Stated exercise:
Can you give back every line of the records below word for word, leaving out the images?

Given records:
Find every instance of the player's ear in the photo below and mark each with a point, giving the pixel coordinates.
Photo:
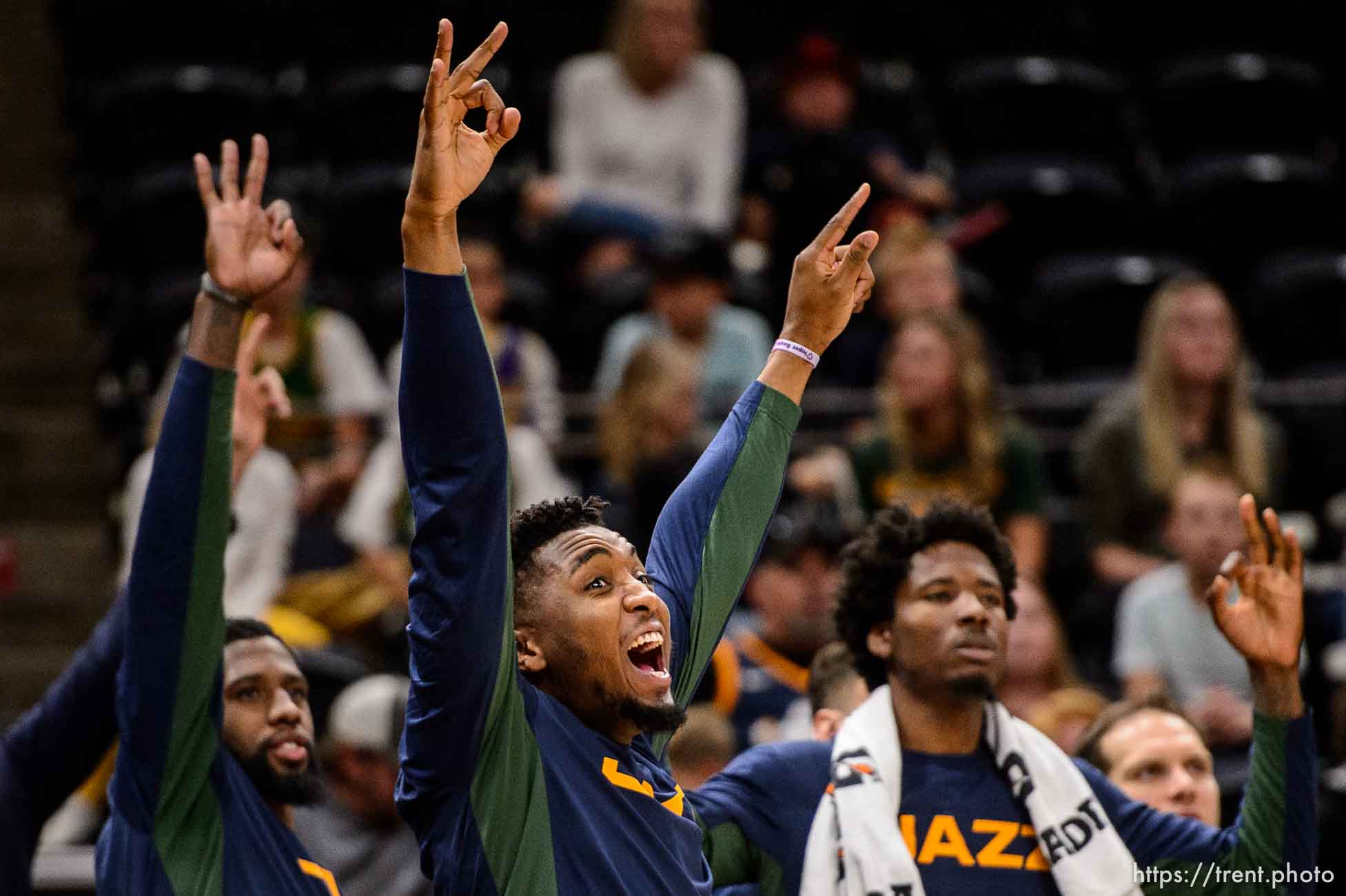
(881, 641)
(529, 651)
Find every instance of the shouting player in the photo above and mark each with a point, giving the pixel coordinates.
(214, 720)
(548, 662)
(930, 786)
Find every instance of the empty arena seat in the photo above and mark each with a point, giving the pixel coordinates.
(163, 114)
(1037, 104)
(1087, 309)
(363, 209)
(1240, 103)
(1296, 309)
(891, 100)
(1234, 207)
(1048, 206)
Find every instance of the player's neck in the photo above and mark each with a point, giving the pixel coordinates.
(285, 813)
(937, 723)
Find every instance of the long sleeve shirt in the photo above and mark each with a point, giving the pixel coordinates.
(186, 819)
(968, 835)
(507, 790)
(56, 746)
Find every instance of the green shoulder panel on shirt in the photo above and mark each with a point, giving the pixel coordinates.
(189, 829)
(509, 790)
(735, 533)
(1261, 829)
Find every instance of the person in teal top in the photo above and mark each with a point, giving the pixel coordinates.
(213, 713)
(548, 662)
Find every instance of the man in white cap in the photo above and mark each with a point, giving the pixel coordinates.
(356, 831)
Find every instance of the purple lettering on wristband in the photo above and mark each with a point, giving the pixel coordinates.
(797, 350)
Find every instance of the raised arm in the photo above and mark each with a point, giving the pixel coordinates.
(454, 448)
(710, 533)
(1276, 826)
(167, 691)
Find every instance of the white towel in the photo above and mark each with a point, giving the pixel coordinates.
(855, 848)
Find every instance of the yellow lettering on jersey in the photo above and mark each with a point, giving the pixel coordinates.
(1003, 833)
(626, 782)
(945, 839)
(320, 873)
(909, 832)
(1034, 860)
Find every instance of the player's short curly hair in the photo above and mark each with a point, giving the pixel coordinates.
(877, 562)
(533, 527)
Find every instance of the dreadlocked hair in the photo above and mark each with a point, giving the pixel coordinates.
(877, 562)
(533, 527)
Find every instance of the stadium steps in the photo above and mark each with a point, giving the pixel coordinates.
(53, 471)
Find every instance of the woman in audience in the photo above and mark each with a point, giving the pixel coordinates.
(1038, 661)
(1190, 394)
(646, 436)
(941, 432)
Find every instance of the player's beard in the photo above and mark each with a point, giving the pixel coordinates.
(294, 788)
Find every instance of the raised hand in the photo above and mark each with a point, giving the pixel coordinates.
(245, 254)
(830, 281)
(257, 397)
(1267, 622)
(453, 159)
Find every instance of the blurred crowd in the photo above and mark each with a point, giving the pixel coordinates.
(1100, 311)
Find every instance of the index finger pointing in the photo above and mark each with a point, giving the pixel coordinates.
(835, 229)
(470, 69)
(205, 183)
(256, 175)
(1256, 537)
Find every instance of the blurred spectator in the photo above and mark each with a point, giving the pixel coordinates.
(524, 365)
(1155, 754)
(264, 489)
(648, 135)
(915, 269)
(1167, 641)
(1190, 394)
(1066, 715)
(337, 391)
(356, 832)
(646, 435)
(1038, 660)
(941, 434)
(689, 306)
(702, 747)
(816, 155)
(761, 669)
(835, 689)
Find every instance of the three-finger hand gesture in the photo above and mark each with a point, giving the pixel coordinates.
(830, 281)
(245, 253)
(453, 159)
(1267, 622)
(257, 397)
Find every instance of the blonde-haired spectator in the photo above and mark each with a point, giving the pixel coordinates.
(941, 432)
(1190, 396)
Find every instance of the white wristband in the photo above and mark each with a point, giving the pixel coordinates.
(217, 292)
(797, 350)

Complete answer:
Find every instance of the player's ear in the photo below and mark each with a point, giving the pixel coordinates.
Photo:
(881, 641)
(529, 651)
Find every instance of the shouting player in the photo above and mark each with a point, giving the pixel coordinates.
(214, 720)
(548, 662)
(930, 786)
Find every instance of the empty arena seat in the photo above and mark each with a point, giving the pixel coordinates.
(163, 114)
(1037, 104)
(1087, 309)
(363, 209)
(1240, 103)
(1296, 309)
(891, 100)
(1234, 207)
(1048, 206)
Find every instance of the player's neck in the photo above and mark each with a point, giving the pixel coordinates.
(285, 813)
(937, 723)
Find every instance of the long sleeve shirt in the photo above and mark each with a point, giving the pixel coordinates.
(186, 819)
(968, 835)
(507, 790)
(56, 746)
Find every instance of the green shoulder panel on shirt in the photo above and mark each with a point, giving the pixel coordinates.
(189, 829)
(509, 790)
(735, 533)
(1261, 829)
Find every instance of the person in teal top in the photo above and mark each with a point, giving the pixel coordinates.
(213, 713)
(548, 662)
Find every instance of the man in white cap in the photo above and mark each with a point, giving the pixel coordinates.
(356, 831)
Find every instance of the purple lettering on wristband in the photo above and mark each with a point, giving the pixel coordinates.
(797, 350)
Find every instance of the raised arm in the photo above and mark each with a point, giving the pixel coordinates.
(454, 448)
(710, 533)
(1276, 826)
(167, 691)
Find every instance of the white towel in the photo above and mark each with a point, giving the pixel coordinates.
(855, 848)
Find every instance of the yellow lettering on jersey in the photo above and mark each with a point, giving the pixel coordinates.
(1003, 833)
(626, 782)
(945, 839)
(320, 873)
(909, 832)
(1034, 860)
Find every instance of the player's short curly hair in the photo above and mark each with a point, giving the pixel coordinates.
(877, 562)
(533, 527)
Find every instance of the dreadlocked hair in the photo above and mark each with a point, giving the pixel coordinates.
(877, 562)
(533, 527)
Find every instance of the stadium steps in the photo above and mark each with a point, giving the pixel coordinates.
(53, 471)
Find every instance of the woman in audience in the photo above and mark each with a point, giving the pixel coordinates.
(1038, 661)
(1190, 394)
(646, 436)
(941, 432)
Find every instance of the player's beard in the photo above and mark each with a point, giving the pixel coordinates.
(294, 788)
Find every instance of the raised hand in the photo above and mark each with a point, giving the pixel coordinates.
(245, 254)
(830, 281)
(257, 397)
(1267, 622)
(453, 159)
Find every instance of the blurred crowd in the photo above and mark each with a point, giving the pixel coordinates.
(1100, 311)
Find every instance of the index finger pointing in the photo above and mark each with a point, giving the pixel coordinates.
(835, 229)
(470, 69)
(205, 183)
(256, 175)
(1256, 537)
Find every instance of the blurred spectator in the photo above and mark each with a point, giving the pixel coordinates.
(524, 365)
(1155, 754)
(264, 489)
(648, 135)
(915, 269)
(1167, 641)
(1190, 394)
(1066, 715)
(337, 391)
(356, 832)
(646, 435)
(1038, 660)
(941, 434)
(689, 306)
(702, 747)
(816, 155)
(761, 669)
(835, 689)
Find every instance of the three-finger hand gesture in the photo above and mark each with a point, giving the pixel coordinates.
(830, 281)
(245, 253)
(453, 159)
(1267, 622)
(257, 397)
Find every instance of the blonde-haired spectator in the photo above and mark each with a point, giving the pixel coordinates.
(941, 432)
(1190, 396)
Find every instance of the white wristband in the photo above and mark each with a point, giving the pixel coordinates.
(217, 292)
(797, 350)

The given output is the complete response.